### SOURCE EXTRACT
>>

Hardly anyone of working age will die of heart disease by 2013 thanks to spectacular gains against one of the Western world's biggest killers, ministers said yesterday.

Hardly anyone of working age will die of heart disease by 2013 thanks to spectacular gains against one of the Western world's biggest killers, ministers said yesterday.

Deaths from heart disease are falling so fast that, theoretcally, they should be eliminated altogether in the under-65s within a decade, if present trends are maintained.

The gains have been so impressive that heart surgeons are running out of work. The Heart Hospital in London has had difficulty filling its beds and the specialist advisory committee on cardiothoracic surgery has warned that the rise in the number of heart surgeons must be halted.

John Reid, the Health Secretary, said deaths from heart disease had been "scandalously" high when the Government took office in 1997, but in the five-year period from from 1995-97 to 2000-02 they had come down by 23 per cent. "That improvement is without parallel in the world," Mr Reid said.

<<

### DATASET EXCERPTS

>>

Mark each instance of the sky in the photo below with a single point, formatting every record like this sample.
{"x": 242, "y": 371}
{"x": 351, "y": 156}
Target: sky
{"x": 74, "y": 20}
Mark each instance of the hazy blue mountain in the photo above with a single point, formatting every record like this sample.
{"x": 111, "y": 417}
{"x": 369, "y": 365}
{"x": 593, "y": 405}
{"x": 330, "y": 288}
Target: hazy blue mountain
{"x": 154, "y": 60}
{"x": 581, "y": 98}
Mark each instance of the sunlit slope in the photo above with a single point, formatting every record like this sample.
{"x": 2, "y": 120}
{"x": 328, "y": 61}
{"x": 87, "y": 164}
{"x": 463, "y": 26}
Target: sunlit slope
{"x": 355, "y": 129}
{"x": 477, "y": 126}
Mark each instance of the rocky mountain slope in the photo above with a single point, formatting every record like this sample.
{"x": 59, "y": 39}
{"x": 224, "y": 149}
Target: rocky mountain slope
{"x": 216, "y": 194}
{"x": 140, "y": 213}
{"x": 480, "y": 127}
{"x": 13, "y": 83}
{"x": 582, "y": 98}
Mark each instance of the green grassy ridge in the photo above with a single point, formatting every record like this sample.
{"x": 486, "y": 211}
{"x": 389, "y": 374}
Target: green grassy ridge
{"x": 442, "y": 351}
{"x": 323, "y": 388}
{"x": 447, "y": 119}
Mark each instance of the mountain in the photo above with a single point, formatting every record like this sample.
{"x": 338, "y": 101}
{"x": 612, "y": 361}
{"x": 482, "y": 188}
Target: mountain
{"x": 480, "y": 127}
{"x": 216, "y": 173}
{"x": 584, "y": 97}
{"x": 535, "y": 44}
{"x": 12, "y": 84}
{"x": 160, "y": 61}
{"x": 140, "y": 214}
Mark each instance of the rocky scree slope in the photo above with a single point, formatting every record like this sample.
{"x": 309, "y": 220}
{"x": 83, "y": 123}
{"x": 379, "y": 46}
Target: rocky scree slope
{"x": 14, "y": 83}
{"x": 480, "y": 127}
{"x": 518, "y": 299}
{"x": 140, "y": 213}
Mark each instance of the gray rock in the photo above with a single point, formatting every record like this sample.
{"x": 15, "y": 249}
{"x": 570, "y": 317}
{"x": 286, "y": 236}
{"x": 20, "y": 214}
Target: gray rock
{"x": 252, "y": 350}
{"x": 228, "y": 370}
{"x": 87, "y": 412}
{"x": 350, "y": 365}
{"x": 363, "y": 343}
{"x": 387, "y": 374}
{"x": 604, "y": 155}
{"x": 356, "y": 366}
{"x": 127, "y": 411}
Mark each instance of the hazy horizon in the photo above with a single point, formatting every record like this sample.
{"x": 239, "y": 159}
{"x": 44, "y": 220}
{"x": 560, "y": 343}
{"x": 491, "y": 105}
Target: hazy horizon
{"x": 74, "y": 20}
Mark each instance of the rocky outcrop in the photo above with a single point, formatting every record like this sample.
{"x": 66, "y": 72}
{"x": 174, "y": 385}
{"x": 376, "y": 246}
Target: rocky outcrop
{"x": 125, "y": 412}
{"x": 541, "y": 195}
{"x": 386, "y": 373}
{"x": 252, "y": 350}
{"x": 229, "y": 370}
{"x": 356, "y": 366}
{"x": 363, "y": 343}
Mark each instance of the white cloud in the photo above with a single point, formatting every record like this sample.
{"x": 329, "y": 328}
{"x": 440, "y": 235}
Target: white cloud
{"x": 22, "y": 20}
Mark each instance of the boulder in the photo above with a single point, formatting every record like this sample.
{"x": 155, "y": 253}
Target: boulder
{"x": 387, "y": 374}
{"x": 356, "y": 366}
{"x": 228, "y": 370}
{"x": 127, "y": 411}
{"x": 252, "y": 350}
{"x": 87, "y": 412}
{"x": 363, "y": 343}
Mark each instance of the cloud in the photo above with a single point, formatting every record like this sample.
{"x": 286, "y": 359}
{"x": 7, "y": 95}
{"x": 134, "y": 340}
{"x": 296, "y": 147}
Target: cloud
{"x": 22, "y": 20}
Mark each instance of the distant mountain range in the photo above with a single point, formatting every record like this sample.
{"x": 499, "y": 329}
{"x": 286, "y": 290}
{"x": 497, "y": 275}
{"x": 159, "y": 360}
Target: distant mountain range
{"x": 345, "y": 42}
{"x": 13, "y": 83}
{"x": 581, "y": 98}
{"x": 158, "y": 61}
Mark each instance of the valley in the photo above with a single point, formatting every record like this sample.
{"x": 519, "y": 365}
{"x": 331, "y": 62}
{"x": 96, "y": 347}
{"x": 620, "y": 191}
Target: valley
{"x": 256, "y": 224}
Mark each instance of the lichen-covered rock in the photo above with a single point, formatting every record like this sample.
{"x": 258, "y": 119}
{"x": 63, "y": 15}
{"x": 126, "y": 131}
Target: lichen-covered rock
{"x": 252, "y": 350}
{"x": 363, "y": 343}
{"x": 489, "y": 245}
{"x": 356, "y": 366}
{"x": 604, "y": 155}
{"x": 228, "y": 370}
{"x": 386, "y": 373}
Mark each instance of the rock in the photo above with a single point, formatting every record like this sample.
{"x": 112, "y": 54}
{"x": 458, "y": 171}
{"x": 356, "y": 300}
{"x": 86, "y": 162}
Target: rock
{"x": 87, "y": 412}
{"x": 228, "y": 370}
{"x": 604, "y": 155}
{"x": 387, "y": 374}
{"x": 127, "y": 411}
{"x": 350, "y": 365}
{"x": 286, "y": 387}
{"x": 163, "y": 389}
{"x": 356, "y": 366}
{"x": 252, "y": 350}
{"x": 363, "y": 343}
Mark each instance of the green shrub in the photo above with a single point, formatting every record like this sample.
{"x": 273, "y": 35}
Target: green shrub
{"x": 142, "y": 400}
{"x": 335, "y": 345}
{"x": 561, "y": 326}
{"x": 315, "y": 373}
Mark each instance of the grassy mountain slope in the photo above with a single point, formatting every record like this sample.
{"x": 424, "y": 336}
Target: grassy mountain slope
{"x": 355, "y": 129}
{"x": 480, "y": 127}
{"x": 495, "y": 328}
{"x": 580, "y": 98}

<<

### WHAT YOU WILL DO
[A] Reproduce the heart disease article word for word, everything from "Deaths from heart disease are" down to "must be halted.".
[B] Answer from the heart disease article:
(i) In what year did the Government take office?
(ii) Which hospital has had difficulty filling its beds?
(iii) By what percentage did deaths from heart disease come down between 1995-97 and 2000-02?
[C] List every year or span of years that the heart disease article gives in figures.

### EXPECTED RESULTS
[A]
Deaths from heart disease are falling so fast that, theoretcally, they should be eliminated altogether in the under-65s within a decade, if present trends are maintained.

The gains have been so impressive that heart surgeons are running out of work. The Heart Hospital in London has had difficulty filling its beds and the specialist advisory committee on cardiothoracic surgery has warned that the rise in the number of heart surgeons must be halted.

[B]
(i) 1997
(ii) The Heart Hospital in London
(iii) 23 per cent

[C]
2013
1997
1995-97
2000-02